> _Tasks to complete_:
• A. In the plebe football scrimmage passage, what gave the narrator confidence during the warm-up passing drill? Answer in one to three sentences.
• B. Resume the account of the plebe football scrimmage, starting after its last sentence.

> _Text passage_:
=-=-=
The final scrimmage for the plebe football team provided the opportunity to make one of the teams that suited up for games at the Navy Stadium. The coaches pitted one made-up plebe team against another. They shuffled the players around until the coaches decided what players made the first three teams to represent Navy out of eight who practiced. This long practice began around 10:00 AM on a Saturday.

My uncle Lewis Groebe, who established himself as a track star, a World War II Army veteran, and a Chicago lawyer, came to watch me play that day. He arrived in Washington, D.C. to visit my father, who could not attend.

I ran out to the field and started a passing drill with a number of players before the coaches had arrived that warmed up my arm passing to about twenty plebes running standard patterns. My spiral passes reached their intended target with few exceptions giving me confidence. After a half an hour the majority of players had gathered in the center of the field where the coach made up teams for a scrimmage. We quickly left the area and scrambled to join the main group.
=-=-=
> _Entries shown_:
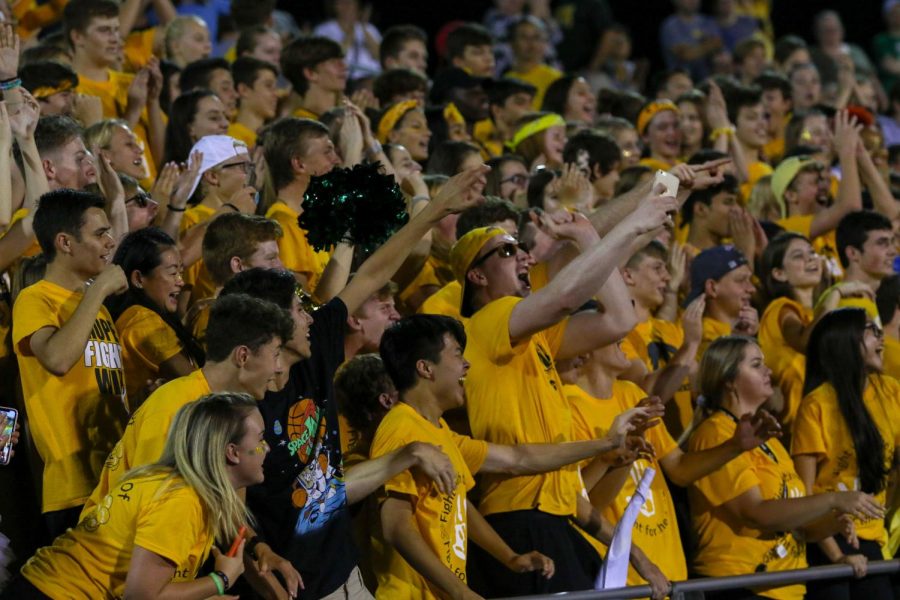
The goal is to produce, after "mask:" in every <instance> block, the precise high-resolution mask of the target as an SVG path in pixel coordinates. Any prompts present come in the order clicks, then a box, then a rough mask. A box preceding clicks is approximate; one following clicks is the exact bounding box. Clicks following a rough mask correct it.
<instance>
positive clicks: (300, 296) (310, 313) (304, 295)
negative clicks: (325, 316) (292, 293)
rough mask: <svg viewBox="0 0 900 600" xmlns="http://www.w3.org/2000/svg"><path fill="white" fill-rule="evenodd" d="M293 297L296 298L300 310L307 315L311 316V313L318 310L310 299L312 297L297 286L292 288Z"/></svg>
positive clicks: (304, 291)
mask: <svg viewBox="0 0 900 600" xmlns="http://www.w3.org/2000/svg"><path fill="white" fill-rule="evenodd" d="M294 295H295V296H297V300H298V301H299V302H300V308H302V309H303V310H305V311H306V312H307V313H309V314H312V313H313V312H315V311H317V310H319V305H318V304H316V302H315V300H313V299H312V296H310V295H309V294H307V293H306V290H304V289H303V288H302V287H300V286H299V285H298V286H297V287H296V288H294Z"/></svg>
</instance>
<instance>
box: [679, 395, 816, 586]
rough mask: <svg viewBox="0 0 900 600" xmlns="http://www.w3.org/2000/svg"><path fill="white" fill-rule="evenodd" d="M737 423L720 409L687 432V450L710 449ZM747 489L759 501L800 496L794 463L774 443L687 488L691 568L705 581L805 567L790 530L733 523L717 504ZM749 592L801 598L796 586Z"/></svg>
mask: <svg viewBox="0 0 900 600" xmlns="http://www.w3.org/2000/svg"><path fill="white" fill-rule="evenodd" d="M736 427H737V424H736V422H735V419H734V418H733V417H732V416H730V415H728V414H727V413H725V412H723V411H716V412H714V413H713V414H712V415H710V416H709V417H707V418H706V420H704V421H703V422H702V423H701V424H700V425H699V426H698V427H697V429H696V430H695V431H694V433H693V434H691V438H690V440H689V441H688V450H690V451H691V452H696V451H699V450H706V449H708V448H714V447H715V446H718V445H720V444H722V443H723V442H725V441H727V440H729V439H731V437H732V436H733V435H734V431H735V428H736ZM753 488H759V491H760V493H761V494H762V497H763V499H764V500H782V499H787V498H799V497H802V496H804V495H805V489H804V486H803V481H802V480H801V479H800V476H799V475H797V472H796V471H795V470H794V462H793V461H792V460H791V457H790V455H789V454H788V453H787V450H785V449H784V446H782V445H781V442H779V441H778V440H777V439H774V438H773V439H771V440H769V441H768V442H766V444H765V447H763V446H760V447H758V448H754V449H753V450H751V451H749V452H744V453H743V454H741V455H740V456H738V457H737V458H735V459H734V460H732V461H730V462H728V463H726V464H725V465H724V466H722V467H720V468H719V469H717V470H716V471H714V472H712V473H711V474H709V475H707V476H706V477H703V478H701V479H698V480H697V481H696V482H694V483H693V484H692V485H691V486H690V488H689V489H688V494H689V498H690V504H691V520H692V522H693V527H694V534H695V535H696V537H697V554H696V556H694V559H693V566H694V570H696V571H697V573H699V574H701V575H704V576H707V577H724V576H728V575H744V574H748V573H755V572H758V571H760V570H765V571H770V572H771V571H787V570H790V569H804V568H806V566H807V565H806V545H805V544H804V543H803V542H802V541H800V540H797V539H796V538H794V536H793V535H792V534H791V533H790V532H786V533H780V534H767V533H763V532H761V531H759V530H756V529H752V528H750V527H748V526H747V525H746V523H744V522H743V521H741V520H739V519H735V518H734V517H733V516H732V514H731V513H730V512H729V511H728V510H727V509H726V508H725V507H724V506H723V505H724V504H726V503H727V502H730V501H731V500H734V499H735V498H737V497H738V496H740V495H741V494H744V493H746V492H748V491H750V490H752V489H753ZM753 592H754V593H755V594H758V595H760V596H764V597H766V598H776V599H778V600H801V599H802V598H803V596H804V594H805V592H806V588H805V586H804V585H802V584H798V585H790V586H785V587H779V588H754V589H753Z"/></svg>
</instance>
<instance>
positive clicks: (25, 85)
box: [19, 60, 78, 117]
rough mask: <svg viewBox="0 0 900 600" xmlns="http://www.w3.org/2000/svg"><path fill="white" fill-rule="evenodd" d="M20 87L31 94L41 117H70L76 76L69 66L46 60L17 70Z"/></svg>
mask: <svg viewBox="0 0 900 600" xmlns="http://www.w3.org/2000/svg"><path fill="white" fill-rule="evenodd" d="M19 78H20V79H21V80H22V87H24V88H25V89H26V90H28V91H29V92H31V95H32V96H34V98H35V100H37V101H38V104H40V106H41V116H48V115H63V116H66V117H69V116H72V113H73V112H74V110H75V97H76V94H75V88H76V87H77V86H78V74H77V73H76V72H75V71H74V70H73V69H72V67H70V66H69V65H66V64H63V63H61V62H57V61H53V60H48V61H40V62H35V63H31V64H28V65H25V66H24V67H22V68H21V69H19Z"/></svg>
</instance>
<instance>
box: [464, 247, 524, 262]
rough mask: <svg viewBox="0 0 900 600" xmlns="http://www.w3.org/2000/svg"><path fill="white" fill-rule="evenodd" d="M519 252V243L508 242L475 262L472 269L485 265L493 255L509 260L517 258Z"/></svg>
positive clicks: (493, 250) (490, 250) (494, 249)
mask: <svg viewBox="0 0 900 600" xmlns="http://www.w3.org/2000/svg"><path fill="white" fill-rule="evenodd" d="M518 252H519V244H518V242H506V243H505V244H500V245H499V246H497V247H496V248H494V249H492V250H490V251H489V252H487V253H486V254H485V255H484V256H482V257H481V258H479V259H478V260H476V261H475V262H473V263H472V267H477V266H478V265H480V264H482V263H484V261H486V260H487V259H488V258H490V257H491V255H492V254H496V255H497V256H499V257H500V258H509V257H510V256H515V255H516V254H517V253H518Z"/></svg>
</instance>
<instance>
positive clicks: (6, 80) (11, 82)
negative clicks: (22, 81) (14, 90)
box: [0, 77, 22, 92]
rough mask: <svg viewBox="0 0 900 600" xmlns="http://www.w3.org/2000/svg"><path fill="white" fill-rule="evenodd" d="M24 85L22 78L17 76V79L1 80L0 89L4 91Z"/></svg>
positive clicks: (0, 82) (14, 88)
mask: <svg viewBox="0 0 900 600" xmlns="http://www.w3.org/2000/svg"><path fill="white" fill-rule="evenodd" d="M21 86H22V80H21V79H19V78H18V77H16V78H15V79H8V80H6V81H0V90H2V91H4V92H8V91H9V90H14V89H16V88H17V87H21Z"/></svg>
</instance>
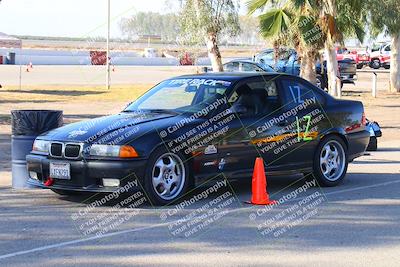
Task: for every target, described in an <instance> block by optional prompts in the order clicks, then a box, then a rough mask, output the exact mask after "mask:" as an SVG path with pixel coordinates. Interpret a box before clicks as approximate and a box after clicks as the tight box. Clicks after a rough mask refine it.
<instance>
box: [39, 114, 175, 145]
mask: <svg viewBox="0 0 400 267" xmlns="http://www.w3.org/2000/svg"><path fill="white" fill-rule="evenodd" d="M174 116H175V115H171V114H161V113H148V112H146V113H136V112H126V113H125V112H123V113H119V114H116V115H110V116H104V117H99V118H96V119H92V120H87V121H81V122H76V123H71V124H68V125H65V126H63V127H60V128H57V129H54V130H51V131H49V132H46V133H44V134H42V135H40V137H39V138H40V139H44V140H51V141H62V142H83V143H89V144H91V143H98V144H106V143H108V144H110V143H111V144H113V143H115V144H116V143H121V142H123V141H124V140H121V137H123V139H125V140H126V139H127V138H130V137H133V136H135V135H137V134H138V133H139V132H141V128H142V127H141V126H144V125H146V124H150V123H153V122H154V121H158V120H163V119H167V118H171V117H174ZM152 127H155V126H152Z"/></svg>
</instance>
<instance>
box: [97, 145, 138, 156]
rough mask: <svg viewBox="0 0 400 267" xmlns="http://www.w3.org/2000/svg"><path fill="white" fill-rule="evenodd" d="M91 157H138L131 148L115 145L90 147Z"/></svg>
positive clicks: (135, 150)
mask: <svg viewBox="0 0 400 267" xmlns="http://www.w3.org/2000/svg"><path fill="white" fill-rule="evenodd" d="M90 155H91V156H100V157H119V158H137V157H139V155H138V153H137V152H136V150H135V149H134V148H133V147H131V146H127V145H125V146H116V145H92V146H91V147H90Z"/></svg>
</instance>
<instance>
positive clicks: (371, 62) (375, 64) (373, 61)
mask: <svg viewBox="0 0 400 267" xmlns="http://www.w3.org/2000/svg"><path fill="white" fill-rule="evenodd" d="M370 67H371V68H373V69H376V70H377V69H379V68H380V67H381V62H380V61H379V59H373V60H372V61H371V63H370Z"/></svg>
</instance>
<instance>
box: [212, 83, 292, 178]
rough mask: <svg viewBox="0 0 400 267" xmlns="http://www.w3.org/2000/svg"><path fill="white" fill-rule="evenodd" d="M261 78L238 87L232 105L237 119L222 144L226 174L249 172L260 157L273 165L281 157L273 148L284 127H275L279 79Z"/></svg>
mask: <svg viewBox="0 0 400 267" xmlns="http://www.w3.org/2000/svg"><path fill="white" fill-rule="evenodd" d="M270 77H273V76H268V77H267V79H266V77H263V76H260V77H256V78H252V79H249V80H246V81H245V82H242V83H240V84H238V85H237V87H236V89H235V92H234V93H233V94H232V97H231V99H230V102H229V104H230V105H231V107H230V109H231V110H232V112H233V114H235V119H234V120H232V121H231V122H229V131H228V133H227V134H226V135H225V136H224V138H223V140H222V141H221V143H220V144H219V153H220V155H221V157H222V158H223V160H224V162H225V166H224V168H223V170H224V171H225V172H236V173H241V172H242V173H249V172H251V171H252V169H253V166H254V161H255V159H256V157H262V158H264V160H265V161H266V163H267V164H268V165H271V166H273V165H274V162H275V161H276V158H277V156H278V155H277V154H274V148H273V147H271V146H270V144H269V143H270V142H273V141H274V139H271V140H272V141H271V140H270V138H271V137H273V136H274V135H275V134H276V133H279V134H282V130H283V128H284V124H282V123H278V124H274V125H270V124H271V120H272V118H273V116H274V114H275V113H276V112H279V109H280V108H281V105H280V103H281V99H280V96H279V95H278V91H277V86H276V83H275V80H269V79H270Z"/></svg>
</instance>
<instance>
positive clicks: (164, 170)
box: [144, 147, 191, 205]
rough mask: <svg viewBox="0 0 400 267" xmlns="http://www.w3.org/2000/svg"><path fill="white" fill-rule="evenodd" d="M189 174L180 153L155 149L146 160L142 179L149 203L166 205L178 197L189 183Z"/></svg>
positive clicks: (181, 156) (178, 196)
mask: <svg viewBox="0 0 400 267" xmlns="http://www.w3.org/2000/svg"><path fill="white" fill-rule="evenodd" d="M190 175H191V173H190V170H189V164H188V161H187V160H186V159H185V157H184V156H183V155H182V154H181V153H172V152H169V151H167V150H166V149H165V148H163V147H162V148H158V149H156V150H155V151H154V152H153V153H152V154H151V156H150V158H149V160H148V163H147V166H146V174H145V181H144V187H145V190H146V193H147V195H148V197H149V198H150V201H151V203H153V204H155V205H168V204H171V203H172V202H174V201H175V200H177V199H179V198H180V197H181V196H182V195H184V194H185V193H186V192H187V190H188V188H189V185H190V184H191V176H190Z"/></svg>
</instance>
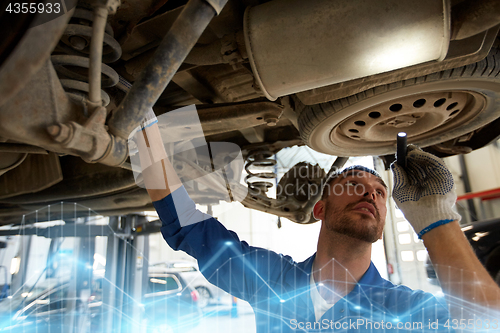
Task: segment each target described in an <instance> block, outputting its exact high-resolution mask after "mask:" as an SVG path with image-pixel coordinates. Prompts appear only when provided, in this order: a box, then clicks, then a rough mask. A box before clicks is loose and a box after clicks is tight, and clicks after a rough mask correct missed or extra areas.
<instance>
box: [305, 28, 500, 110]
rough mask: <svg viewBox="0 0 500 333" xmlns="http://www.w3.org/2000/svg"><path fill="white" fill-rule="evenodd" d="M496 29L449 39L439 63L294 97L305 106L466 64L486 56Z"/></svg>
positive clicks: (426, 74)
mask: <svg viewBox="0 0 500 333" xmlns="http://www.w3.org/2000/svg"><path fill="white" fill-rule="evenodd" d="M498 31H499V27H495V28H492V29H490V30H488V31H486V32H484V33H482V34H478V35H476V36H472V37H470V38H467V39H463V40H454V41H451V42H450V47H449V50H448V54H447V56H446V58H445V59H444V60H443V61H441V62H439V63H428V64H422V65H416V66H411V67H409V68H404V69H399V70H396V71H392V72H389V73H382V74H377V75H370V76H367V77H363V78H360V79H355V80H351V81H347V82H342V83H337V84H333V85H328V86H325V87H320V88H315V89H312V90H308V91H304V92H300V93H297V97H298V99H299V100H300V102H302V103H304V104H305V105H315V104H319V103H326V102H329V101H334V100H337V99H340V98H344V97H347V96H351V95H354V94H357V93H360V92H362V91H365V90H368V89H370V88H373V87H377V86H381V85H384V84H390V83H393V82H399V81H403V80H407V79H412V78H415V77H418V76H423V75H428V74H431V73H436V72H439V71H444V70H448V69H452V68H457V67H460V66H465V65H469V64H471V63H474V62H477V61H480V60H482V59H484V58H485V57H486V56H487V55H488V52H489V50H490V49H491V46H492V45H493V43H494V41H495V39H496V37H497V34H498Z"/></svg>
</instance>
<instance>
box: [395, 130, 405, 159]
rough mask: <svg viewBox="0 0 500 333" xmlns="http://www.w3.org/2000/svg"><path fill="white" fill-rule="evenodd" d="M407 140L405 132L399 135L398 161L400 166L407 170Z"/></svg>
mask: <svg viewBox="0 0 500 333" xmlns="http://www.w3.org/2000/svg"><path fill="white" fill-rule="evenodd" d="M406 139H407V138H406V133H405V132H399V133H398V138H397V151H396V159H397V163H398V165H400V166H402V167H403V168H406V148H407V146H406V142H407V140H406Z"/></svg>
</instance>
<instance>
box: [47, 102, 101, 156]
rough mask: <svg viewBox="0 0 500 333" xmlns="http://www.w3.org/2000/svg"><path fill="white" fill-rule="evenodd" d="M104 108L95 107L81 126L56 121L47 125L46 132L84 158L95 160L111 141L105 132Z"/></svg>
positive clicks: (66, 147)
mask: <svg viewBox="0 0 500 333" xmlns="http://www.w3.org/2000/svg"><path fill="white" fill-rule="evenodd" d="M106 115H107V112H106V108H104V107H97V108H96V109H95V110H94V112H93V114H92V115H91V116H90V118H89V119H88V120H87V121H86V123H85V124H84V125H83V126H82V125H80V124H78V123H77V122H74V121H72V122H68V123H58V124H54V125H50V126H48V127H47V132H48V133H49V135H51V136H52V137H53V138H54V140H55V141H56V142H59V143H60V144H61V145H62V146H63V147H64V148H66V149H70V150H73V151H76V152H78V155H79V156H81V157H82V158H83V159H84V160H86V161H88V162H95V161H96V160H98V159H99V158H101V157H102V156H104V155H105V154H106V152H107V150H108V146H109V145H110V143H111V137H110V135H109V134H108V133H107V131H106V129H105V127H104V123H105V122H106Z"/></svg>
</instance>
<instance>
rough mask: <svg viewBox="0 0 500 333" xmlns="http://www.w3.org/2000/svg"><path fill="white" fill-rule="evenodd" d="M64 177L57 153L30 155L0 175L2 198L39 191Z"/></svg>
mask: <svg viewBox="0 0 500 333" xmlns="http://www.w3.org/2000/svg"><path fill="white" fill-rule="evenodd" d="M62 179H63V176H62V172H61V166H60V164H59V157H58V156H57V155H56V154H54V153H50V154H48V155H40V154H35V155H28V156H27V157H26V160H24V161H23V162H22V163H21V164H20V165H19V166H17V167H16V168H15V169H13V170H10V171H9V172H8V173H6V174H5V175H3V176H0V199H4V198H9V197H13V196H18V195H20V194H25V193H33V192H38V191H41V190H44V189H46V188H49V187H51V186H52V185H54V184H57V183H59V182H60V181H61V180H62Z"/></svg>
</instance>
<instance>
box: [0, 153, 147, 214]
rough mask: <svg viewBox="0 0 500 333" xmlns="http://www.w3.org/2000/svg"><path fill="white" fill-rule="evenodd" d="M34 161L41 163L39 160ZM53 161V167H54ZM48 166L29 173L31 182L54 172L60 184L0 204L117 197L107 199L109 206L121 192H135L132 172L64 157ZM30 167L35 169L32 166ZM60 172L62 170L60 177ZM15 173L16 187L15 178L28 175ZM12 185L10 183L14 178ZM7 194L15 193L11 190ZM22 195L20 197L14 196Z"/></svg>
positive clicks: (48, 187) (17, 194) (23, 192)
mask: <svg viewBox="0 0 500 333" xmlns="http://www.w3.org/2000/svg"><path fill="white" fill-rule="evenodd" d="M50 155H55V154H50ZM37 156H38V155H37ZM45 156H47V155H45ZM52 157H53V156H52ZM30 158H32V156H30ZM38 161H40V162H42V160H38ZM56 161H57V165H56V164H55V162H56ZM51 163H52V164H50V165H49V164H46V165H44V164H43V163H40V166H38V167H39V168H40V169H41V170H40V171H36V169H33V170H34V176H33V180H35V179H34V178H35V177H37V176H39V177H41V179H43V177H44V176H43V174H44V172H45V173H47V174H49V173H53V174H54V176H51V177H55V171H56V170H58V172H59V175H60V176H59V177H60V179H62V178H63V176H64V181H60V182H58V183H57V184H55V185H53V186H52V187H50V188H49V187H46V189H44V190H42V189H40V192H36V193H33V192H34V191H23V192H18V193H17V194H15V196H14V195H9V199H4V200H1V202H2V203H8V204H22V205H29V204H37V203H44V202H45V203H47V202H60V201H61V200H75V199H79V200H82V199H83V200H84V199H90V198H102V196H103V195H110V194H112V193H118V195H117V197H115V198H113V199H110V201H111V202H112V201H113V200H116V203H118V202H119V201H120V199H119V198H120V195H121V192H123V191H126V190H129V189H132V188H137V186H136V185H135V181H134V177H133V175H132V172H130V171H128V170H125V169H121V168H115V167H110V166H106V165H103V164H97V163H96V164H89V163H85V162H84V161H82V160H81V159H80V158H78V157H74V156H65V157H62V158H60V159H59V158H58V157H57V156H55V159H54V161H52V162H51ZM32 166H36V165H34V164H33V165H32ZM49 167H50V168H49ZM18 169H20V168H18ZM61 170H63V171H62V173H61ZM19 171H20V172H19V174H17V175H16V177H17V182H18V183H19V182H20V181H19V177H21V178H22V177H26V174H27V173H29V171H28V170H19ZM12 172H16V170H12ZM21 172H23V173H26V174H23V173H21ZM6 176H8V175H6ZM3 178H5V177H3ZM0 179H2V177H0ZM12 181H13V182H14V178H13V179H12ZM2 188H3V187H2ZM0 190H1V189H0ZM10 193H15V192H14V191H12V190H11V191H10ZM23 193H24V195H18V194H23ZM5 198H7V197H5ZM122 201H126V199H122ZM128 203H129V204H130V205H131V206H135V204H132V203H130V202H128ZM108 207H113V204H112V203H111V204H109V206H108ZM135 207H137V206H135Z"/></svg>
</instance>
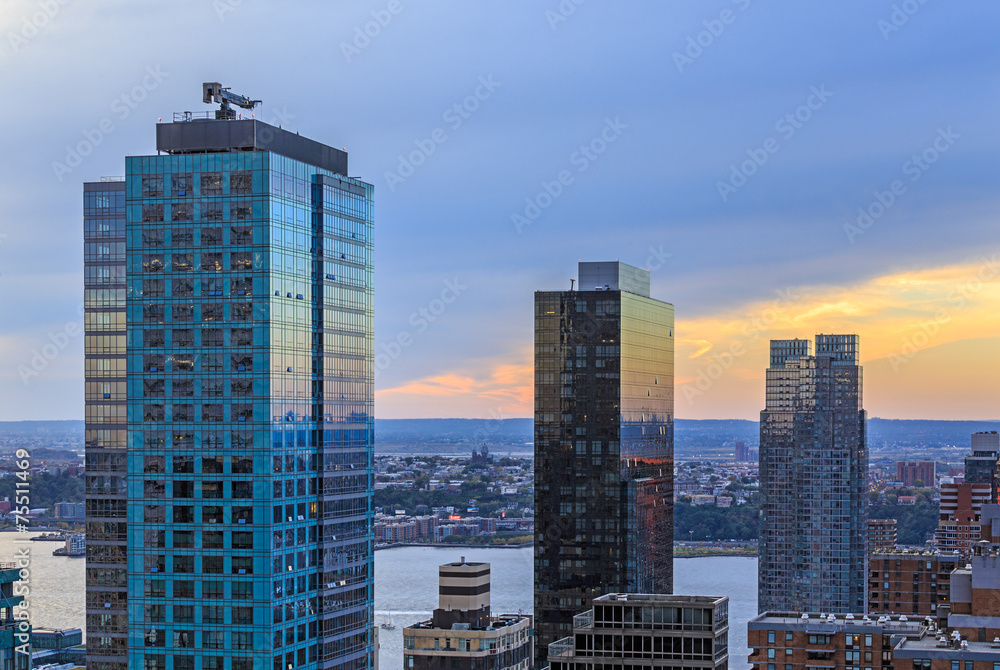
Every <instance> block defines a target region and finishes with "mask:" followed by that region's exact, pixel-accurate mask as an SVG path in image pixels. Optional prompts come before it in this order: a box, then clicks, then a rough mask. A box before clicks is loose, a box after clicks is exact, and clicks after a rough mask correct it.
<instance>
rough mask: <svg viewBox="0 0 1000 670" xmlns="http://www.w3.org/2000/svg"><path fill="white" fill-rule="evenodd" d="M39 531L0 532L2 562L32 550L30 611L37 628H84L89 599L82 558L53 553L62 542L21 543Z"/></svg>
=-=-=
> _Responses in order_:
• A. The narrator's spiral passes reached their intended targets with few exceptions. That happened while the narrator threw to about twenty plebes running standard patterns before the coaches arrived.

• B.
Since they already had made up some teams, the coaches asked me to quarterback the eighth team. Eventually they called out for the eighth team to take on another team. I led our team to a series of drives both on the ground and with simple passes. At about forty yards from the goal on fourth down, I decided to call a trick play coach Bux taught me at Yokohama High school, which resulted in the winning touchdown in the Japan Championship game. The same play at Duke as a freshman worked for me when I threw a touchdown pass against South Carolina.

Luckily Johnny Sai was my halfback, who ran faster than any back on the plebe team. He stood only 5’ 8,” making him perfect for “The Play.” I told the ends, “Go ten yards straight ahead and then cut to the sidelines, turn toward me, and yell for the ball to get the attention of the defensive backs. Johnny, take a position as a flanker two yards outside our left end and back a few Yards. After the snap run at the left defensive end and block him, roll off, and fall to the ground. Get up and scoot to the right, and up the middle. You should be free from defenders for a pass. On three. Break.”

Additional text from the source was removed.